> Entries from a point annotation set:
---

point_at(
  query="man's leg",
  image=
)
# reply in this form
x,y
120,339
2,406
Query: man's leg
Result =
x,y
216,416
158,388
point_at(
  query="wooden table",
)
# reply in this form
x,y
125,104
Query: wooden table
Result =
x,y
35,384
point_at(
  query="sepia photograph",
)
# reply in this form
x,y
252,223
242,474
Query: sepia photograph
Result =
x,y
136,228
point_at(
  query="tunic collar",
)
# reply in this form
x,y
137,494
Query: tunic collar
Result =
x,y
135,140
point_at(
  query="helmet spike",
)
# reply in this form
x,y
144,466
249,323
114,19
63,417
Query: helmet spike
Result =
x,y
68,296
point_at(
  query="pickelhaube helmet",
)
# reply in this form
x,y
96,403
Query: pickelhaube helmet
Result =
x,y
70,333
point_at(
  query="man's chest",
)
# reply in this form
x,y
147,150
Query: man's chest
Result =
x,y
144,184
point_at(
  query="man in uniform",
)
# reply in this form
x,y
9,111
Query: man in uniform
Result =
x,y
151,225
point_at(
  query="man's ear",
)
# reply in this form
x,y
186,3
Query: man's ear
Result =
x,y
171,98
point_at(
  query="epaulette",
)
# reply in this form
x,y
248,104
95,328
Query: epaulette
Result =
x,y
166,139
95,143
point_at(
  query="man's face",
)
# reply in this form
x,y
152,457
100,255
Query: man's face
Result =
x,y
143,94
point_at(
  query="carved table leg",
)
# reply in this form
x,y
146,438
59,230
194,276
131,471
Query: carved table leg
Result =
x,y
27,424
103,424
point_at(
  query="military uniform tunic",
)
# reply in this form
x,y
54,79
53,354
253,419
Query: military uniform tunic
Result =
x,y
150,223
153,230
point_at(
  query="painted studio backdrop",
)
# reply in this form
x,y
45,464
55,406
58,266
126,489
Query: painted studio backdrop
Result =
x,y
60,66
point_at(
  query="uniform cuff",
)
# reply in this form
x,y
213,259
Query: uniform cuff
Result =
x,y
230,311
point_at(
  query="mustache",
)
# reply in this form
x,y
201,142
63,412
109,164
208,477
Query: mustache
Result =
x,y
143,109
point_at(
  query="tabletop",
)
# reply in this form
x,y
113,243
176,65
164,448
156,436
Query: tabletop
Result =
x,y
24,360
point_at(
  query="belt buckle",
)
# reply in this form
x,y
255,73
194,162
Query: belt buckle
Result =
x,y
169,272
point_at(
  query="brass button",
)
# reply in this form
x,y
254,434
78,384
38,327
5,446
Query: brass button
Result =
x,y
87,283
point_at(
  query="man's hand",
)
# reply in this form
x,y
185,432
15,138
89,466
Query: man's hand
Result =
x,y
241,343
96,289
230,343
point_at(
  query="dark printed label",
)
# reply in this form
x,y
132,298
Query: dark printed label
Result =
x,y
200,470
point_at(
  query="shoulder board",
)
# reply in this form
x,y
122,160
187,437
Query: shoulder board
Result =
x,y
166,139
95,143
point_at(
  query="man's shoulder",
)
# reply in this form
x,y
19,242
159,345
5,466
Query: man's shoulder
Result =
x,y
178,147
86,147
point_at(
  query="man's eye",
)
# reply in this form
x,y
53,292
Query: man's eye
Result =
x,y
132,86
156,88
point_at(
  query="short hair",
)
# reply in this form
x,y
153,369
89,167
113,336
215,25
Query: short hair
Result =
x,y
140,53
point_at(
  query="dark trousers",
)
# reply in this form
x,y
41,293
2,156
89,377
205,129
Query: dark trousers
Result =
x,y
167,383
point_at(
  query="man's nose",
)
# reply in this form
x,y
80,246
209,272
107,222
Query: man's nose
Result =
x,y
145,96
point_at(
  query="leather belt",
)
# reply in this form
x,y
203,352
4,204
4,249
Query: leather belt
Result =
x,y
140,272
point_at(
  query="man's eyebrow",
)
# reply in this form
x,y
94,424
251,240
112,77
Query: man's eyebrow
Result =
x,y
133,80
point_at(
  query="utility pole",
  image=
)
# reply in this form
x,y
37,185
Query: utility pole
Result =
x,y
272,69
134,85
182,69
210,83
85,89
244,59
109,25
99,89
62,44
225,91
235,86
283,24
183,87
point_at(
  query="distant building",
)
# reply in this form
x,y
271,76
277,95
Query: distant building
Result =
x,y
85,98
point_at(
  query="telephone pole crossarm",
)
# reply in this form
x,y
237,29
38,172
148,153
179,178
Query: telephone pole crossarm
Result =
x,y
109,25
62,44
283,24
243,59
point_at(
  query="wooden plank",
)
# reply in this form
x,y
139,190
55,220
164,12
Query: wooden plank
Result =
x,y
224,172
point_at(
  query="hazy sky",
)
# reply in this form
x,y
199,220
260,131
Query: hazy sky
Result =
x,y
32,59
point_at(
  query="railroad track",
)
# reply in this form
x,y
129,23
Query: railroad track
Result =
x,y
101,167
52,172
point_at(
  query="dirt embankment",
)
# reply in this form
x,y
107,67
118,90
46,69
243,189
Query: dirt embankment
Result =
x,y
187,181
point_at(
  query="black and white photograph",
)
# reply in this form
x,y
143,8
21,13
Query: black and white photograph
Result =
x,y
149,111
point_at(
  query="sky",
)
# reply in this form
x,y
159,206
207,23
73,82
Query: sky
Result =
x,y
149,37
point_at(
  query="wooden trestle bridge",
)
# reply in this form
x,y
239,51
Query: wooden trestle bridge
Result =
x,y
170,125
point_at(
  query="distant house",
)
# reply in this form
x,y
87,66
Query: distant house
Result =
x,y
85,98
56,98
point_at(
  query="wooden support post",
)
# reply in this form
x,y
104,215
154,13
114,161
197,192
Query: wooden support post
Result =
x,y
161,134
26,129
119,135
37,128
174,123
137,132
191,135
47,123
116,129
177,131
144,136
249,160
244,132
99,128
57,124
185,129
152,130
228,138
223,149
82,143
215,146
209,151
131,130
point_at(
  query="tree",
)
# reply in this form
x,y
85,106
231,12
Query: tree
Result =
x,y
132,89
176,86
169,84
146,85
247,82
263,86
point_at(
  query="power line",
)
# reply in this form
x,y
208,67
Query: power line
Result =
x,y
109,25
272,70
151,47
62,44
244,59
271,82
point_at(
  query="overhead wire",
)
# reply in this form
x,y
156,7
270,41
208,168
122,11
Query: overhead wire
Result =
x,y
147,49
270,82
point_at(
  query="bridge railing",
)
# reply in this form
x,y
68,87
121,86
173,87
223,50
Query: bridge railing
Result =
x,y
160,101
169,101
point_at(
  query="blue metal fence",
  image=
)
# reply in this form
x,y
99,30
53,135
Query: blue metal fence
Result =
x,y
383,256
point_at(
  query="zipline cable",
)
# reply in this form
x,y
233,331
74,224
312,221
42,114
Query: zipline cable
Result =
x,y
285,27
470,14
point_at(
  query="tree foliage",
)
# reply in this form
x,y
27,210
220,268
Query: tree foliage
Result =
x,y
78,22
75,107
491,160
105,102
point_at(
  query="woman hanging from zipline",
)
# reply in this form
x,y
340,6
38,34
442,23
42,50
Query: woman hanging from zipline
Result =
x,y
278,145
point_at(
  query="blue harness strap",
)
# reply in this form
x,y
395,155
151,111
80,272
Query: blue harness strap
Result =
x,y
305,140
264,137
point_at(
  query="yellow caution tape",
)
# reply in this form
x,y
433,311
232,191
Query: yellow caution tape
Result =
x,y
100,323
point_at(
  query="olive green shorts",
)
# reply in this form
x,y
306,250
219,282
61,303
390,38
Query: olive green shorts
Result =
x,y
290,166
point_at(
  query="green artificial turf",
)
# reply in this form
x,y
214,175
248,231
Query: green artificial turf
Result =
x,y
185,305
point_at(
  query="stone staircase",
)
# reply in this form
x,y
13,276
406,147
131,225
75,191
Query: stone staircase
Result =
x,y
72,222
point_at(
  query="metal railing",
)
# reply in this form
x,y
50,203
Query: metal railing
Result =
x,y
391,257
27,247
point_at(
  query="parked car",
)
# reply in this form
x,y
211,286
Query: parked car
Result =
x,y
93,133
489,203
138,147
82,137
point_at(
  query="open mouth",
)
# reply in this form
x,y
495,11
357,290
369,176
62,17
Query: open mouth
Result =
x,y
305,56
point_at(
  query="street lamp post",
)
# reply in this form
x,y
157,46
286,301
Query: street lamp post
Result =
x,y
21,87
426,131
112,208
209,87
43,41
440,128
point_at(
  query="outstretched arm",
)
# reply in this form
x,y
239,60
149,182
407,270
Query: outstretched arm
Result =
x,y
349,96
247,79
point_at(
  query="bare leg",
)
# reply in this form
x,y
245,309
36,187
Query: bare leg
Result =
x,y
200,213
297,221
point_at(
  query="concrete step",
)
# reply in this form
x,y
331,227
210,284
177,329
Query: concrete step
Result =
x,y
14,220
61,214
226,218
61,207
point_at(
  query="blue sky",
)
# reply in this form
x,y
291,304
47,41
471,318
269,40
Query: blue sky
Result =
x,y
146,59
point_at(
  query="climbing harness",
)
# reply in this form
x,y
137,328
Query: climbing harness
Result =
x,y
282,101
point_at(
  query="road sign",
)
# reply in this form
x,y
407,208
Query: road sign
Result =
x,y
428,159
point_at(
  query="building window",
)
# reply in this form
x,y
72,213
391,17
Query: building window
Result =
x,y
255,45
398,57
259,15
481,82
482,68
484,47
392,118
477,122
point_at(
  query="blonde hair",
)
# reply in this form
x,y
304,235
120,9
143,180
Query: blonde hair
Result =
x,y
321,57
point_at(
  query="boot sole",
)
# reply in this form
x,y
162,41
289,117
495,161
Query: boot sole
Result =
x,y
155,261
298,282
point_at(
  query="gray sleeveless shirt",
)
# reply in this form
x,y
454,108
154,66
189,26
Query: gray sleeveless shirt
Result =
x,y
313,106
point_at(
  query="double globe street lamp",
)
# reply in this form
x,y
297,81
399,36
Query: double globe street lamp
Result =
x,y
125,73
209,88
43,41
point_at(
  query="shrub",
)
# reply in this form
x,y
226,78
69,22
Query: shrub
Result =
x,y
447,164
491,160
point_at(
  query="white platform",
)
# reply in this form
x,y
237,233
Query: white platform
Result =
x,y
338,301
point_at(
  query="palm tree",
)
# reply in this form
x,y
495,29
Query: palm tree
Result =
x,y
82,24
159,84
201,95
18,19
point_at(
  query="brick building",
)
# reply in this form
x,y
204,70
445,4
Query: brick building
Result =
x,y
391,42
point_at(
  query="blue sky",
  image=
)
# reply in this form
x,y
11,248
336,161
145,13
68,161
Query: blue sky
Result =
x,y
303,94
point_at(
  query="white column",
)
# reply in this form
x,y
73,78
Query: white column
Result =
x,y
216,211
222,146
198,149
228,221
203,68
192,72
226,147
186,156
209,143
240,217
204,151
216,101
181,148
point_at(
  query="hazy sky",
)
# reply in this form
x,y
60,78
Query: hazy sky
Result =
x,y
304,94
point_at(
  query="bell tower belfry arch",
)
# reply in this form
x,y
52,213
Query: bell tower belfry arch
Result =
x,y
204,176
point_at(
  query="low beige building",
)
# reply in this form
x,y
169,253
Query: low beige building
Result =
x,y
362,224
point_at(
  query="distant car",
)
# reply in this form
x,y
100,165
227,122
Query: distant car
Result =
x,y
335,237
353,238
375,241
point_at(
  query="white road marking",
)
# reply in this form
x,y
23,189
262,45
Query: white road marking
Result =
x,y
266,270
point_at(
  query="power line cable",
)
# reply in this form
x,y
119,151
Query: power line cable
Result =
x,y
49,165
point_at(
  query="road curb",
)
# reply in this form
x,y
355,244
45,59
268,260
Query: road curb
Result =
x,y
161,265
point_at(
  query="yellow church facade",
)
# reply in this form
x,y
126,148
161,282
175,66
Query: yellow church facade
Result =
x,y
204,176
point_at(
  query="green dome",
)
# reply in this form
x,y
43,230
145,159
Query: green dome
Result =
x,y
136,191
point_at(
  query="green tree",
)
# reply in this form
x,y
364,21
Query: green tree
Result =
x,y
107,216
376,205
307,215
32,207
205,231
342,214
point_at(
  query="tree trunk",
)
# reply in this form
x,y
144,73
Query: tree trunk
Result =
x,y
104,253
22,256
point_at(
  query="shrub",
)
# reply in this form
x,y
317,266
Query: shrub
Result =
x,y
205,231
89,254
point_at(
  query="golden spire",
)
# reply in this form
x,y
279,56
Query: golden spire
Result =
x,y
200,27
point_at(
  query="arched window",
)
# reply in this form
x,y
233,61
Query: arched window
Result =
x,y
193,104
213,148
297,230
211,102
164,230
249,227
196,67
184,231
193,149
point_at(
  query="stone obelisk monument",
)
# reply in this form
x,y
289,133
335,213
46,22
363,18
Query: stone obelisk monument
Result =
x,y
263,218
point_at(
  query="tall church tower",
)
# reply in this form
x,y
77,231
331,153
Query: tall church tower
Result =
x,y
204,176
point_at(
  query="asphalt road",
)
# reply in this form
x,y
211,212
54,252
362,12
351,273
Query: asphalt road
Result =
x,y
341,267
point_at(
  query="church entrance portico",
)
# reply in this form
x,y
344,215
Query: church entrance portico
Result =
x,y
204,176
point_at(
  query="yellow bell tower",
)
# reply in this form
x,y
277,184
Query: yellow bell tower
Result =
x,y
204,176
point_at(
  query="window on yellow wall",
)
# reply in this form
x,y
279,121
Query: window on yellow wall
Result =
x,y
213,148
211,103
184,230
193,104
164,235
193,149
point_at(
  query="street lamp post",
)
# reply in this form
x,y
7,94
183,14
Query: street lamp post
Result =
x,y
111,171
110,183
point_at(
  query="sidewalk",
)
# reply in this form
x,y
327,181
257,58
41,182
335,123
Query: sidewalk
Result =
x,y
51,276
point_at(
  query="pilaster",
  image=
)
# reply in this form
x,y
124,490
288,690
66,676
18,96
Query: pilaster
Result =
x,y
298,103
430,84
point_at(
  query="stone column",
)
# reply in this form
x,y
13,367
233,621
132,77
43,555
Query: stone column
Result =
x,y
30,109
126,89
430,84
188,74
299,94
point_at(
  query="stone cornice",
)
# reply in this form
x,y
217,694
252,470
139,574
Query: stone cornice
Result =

---

> Problem: Extract every line of the items above that contains the string "asphalt", treating uppercase and lowercase as different.

> Output below:
  query="asphalt road",
Query: asphalt road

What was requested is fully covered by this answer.